• _Task to complete_
Whatever appears in the entries must be given again exactly.

(Stored items from a collection)
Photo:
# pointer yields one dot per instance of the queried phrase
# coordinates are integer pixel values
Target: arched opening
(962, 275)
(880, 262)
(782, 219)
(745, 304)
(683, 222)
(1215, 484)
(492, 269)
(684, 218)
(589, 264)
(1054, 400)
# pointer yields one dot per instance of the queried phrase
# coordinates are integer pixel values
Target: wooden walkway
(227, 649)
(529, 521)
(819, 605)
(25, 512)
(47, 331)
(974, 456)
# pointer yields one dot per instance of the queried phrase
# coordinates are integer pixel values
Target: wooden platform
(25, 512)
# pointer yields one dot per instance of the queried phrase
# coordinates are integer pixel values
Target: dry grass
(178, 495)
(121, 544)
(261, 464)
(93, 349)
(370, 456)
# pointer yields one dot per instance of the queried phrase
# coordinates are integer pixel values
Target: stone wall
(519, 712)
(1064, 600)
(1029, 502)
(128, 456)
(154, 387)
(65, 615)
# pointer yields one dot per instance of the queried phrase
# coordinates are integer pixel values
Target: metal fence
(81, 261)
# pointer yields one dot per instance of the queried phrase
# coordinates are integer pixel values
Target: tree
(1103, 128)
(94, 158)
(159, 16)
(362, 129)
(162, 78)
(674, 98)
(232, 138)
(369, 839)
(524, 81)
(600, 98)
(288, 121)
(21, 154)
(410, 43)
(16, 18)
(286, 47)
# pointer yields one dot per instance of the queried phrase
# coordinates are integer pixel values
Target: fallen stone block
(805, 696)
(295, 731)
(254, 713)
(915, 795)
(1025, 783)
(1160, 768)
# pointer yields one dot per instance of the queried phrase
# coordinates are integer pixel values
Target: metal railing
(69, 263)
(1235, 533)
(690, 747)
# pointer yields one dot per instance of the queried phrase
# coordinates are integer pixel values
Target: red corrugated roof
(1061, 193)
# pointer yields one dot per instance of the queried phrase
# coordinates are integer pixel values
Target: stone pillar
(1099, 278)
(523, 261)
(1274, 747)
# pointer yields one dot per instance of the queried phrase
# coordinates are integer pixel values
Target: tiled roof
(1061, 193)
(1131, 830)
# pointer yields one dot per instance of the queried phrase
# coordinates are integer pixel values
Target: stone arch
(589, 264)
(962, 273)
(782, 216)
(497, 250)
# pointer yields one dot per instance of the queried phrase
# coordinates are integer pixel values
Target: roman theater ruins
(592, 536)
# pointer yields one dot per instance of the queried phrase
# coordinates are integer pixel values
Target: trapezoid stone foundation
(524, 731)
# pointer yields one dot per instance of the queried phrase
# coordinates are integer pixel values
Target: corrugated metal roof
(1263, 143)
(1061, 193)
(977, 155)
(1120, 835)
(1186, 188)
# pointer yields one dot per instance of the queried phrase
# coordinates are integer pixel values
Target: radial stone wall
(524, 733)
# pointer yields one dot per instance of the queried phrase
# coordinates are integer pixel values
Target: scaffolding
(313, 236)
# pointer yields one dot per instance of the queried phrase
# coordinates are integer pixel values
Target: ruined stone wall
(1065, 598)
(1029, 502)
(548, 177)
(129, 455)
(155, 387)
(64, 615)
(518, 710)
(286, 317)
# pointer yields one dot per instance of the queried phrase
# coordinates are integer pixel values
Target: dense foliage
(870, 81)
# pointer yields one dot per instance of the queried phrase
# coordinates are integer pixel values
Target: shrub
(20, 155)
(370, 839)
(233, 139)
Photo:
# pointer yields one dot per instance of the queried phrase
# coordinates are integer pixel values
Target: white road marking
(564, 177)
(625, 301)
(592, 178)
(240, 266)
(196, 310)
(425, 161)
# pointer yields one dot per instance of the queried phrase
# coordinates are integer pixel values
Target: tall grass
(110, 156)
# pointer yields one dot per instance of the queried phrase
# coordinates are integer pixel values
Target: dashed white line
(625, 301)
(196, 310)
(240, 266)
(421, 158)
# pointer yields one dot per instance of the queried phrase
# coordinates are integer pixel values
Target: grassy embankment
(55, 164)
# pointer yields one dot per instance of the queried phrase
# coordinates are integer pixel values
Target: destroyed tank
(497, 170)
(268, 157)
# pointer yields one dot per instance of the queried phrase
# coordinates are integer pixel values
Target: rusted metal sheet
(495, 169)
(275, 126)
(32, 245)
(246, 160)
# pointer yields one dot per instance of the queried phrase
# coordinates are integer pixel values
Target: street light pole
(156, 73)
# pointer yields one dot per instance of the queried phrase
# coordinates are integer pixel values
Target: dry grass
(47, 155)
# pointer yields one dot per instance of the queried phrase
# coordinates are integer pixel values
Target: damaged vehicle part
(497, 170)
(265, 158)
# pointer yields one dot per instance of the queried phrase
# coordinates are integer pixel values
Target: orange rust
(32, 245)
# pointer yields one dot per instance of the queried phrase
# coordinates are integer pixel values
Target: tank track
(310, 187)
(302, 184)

• _Result_
Photo:
# pointer yields one dot per instance of the queried phrase
# coordinates are integer pixel values
Target: arched opening
(962, 275)
(880, 262)
(782, 219)
(745, 304)
(683, 222)
(1215, 484)
(492, 269)
(684, 218)
(589, 264)
(1054, 400)
# pointer yields one dot per instance of the queried phrase
# coordinates are integer pixel values
Target: wooden walkway
(227, 649)
(529, 521)
(819, 605)
(25, 512)
(47, 331)
(974, 456)
# pointer yields one dot per instance of the queried phrase
# coordinates are integer pixel values
Target: wooden platform
(25, 512)
# pointer yields one dot per instance of the queried phrase
# coordinates are integer pixel values
Target: dry grass
(178, 495)
(121, 544)
(261, 464)
(93, 349)
(370, 456)
# pointer yields one dot per instance of the queried phrase
# coordinates are integer pixel values
Target: stone wall
(519, 712)
(1064, 600)
(1029, 502)
(128, 456)
(154, 387)
(65, 615)
# pointer yields one dot per instance of the queried phrase
# coordinates are integer pixel values
Target: metal fence
(81, 261)
# pointer yields one dot per instance of the queried phrase
# coordinates are integer pixel values
Target: tree
(1103, 128)
(94, 158)
(159, 16)
(362, 129)
(162, 78)
(674, 98)
(232, 138)
(369, 839)
(524, 81)
(600, 98)
(288, 121)
(21, 154)
(410, 43)
(16, 18)
(286, 47)
# pointer yields one dot per instance of the queried phrase
# coordinates are integer pixel values
Target: fallen stone block
(805, 696)
(295, 731)
(254, 713)
(915, 795)
(1025, 783)
(1160, 768)
# pointer yields one dot per instance of the queried phrase
# coordinates are integer pixel values
Target: metal railing
(69, 263)
(1235, 533)
(690, 747)
# pointer yields one dot per instance of the queried phrase
# coordinates are integer pixel values
Target: red corrugated roof
(1061, 193)
# pointer yields one dot per instance of the queried phrase
# coordinates are integer pixel values
Target: stone pillar
(1099, 278)
(523, 261)
(1274, 747)
# pointer yields one dot per instance of the queried phrase
# coordinates are integer pixel values
Target: tiled roof
(1061, 193)
(1131, 830)
# pointer yields one dot per instance of the queried phrase
# coordinates are integer pixel values
Target: stone arch
(589, 264)
(962, 273)
(782, 216)
(497, 250)
# pointer yields one dot per instance of the queried phrase
# coordinates are integer pixel values
Target: roman theater ruins
(592, 536)
# pointer yields one dot per instance of the queried phrase
# coordinates are integer pixel values
Target: trapezoid stone foundation
(524, 731)
# pointer yields one dot per instance of the queried phrase
# coordinates are integer pixel values
Target: corrugated metal roof
(1263, 143)
(1061, 193)
(977, 155)
(1120, 835)
(1186, 188)
# pointer yields one dot per instance of the queried phrase
# coordinates are integer pixel values
Target: radial stone wall
(524, 733)
# pointer yields one dot per instance of the queried phrase
# coordinates are integer pixel values
Target: scaffolding
(313, 236)
# pointer yields one dot per instance of the queried phrase
# coordinates are integer pixel values
Target: ruined stone wall
(1065, 598)
(1029, 502)
(548, 177)
(129, 455)
(155, 387)
(64, 615)
(518, 710)
(286, 317)
# pointer yields one dot per instance of the queried phrase
# coordinates are integer pixel values
Target: dense foliage
(870, 81)
# pointer yields one dot per instance of the queried phrase
# coordinates are integer pixel values
Target: shrub
(20, 155)
(370, 839)
(233, 139)
Photo:
# pointer yields one dot per instance of the queried phrase
# coordinates are integer pixel values
Target: white road marking
(564, 177)
(625, 301)
(592, 178)
(240, 266)
(196, 310)
(425, 161)
# pointer yields one dot per instance of the queried phrase
# coordinates are integer pixel values
Target: tall grass
(110, 156)
# pointer yields one dot per instance of the queried phrase
# coordinates are integer pixel values
Target: dashed white line
(625, 301)
(196, 310)
(240, 266)
(421, 158)
# pointer yields one dot per instance of the queried phrase
# coordinates are integer pixel values
Target: grassy embankment
(55, 164)
# pointer yields one dot per instance of the queried phrase
# coordinates are integer pixel values
Target: destroyed tank
(497, 170)
(268, 157)
# pointer yields one dot per instance of the queried phrase
# coordinates are integer pixel values
Target: rusted metal sheet
(495, 169)
(275, 126)
(32, 245)
(246, 160)
# pointer yields one dot per instance of the queried phrase
# coordinates are integer pixel values
Target: street light pole
(156, 73)
# pointer yields one dot per instance of the queried phrase
# coordinates are integer pixel values
Target: dry grass
(47, 155)
# pointer yields one dot per instance of the queried phrase
# coordinates are integer pixel values
Target: damaged vehicle part
(497, 170)
(265, 158)
# pointer yields one dot per instance of the queried phrase
# coordinates are integer pixel values
Target: orange rust
(32, 245)
# pointer yields one dot per instance of the queried phrase
# coordinates are integer pixel values
Target: tank track
(310, 187)
(302, 184)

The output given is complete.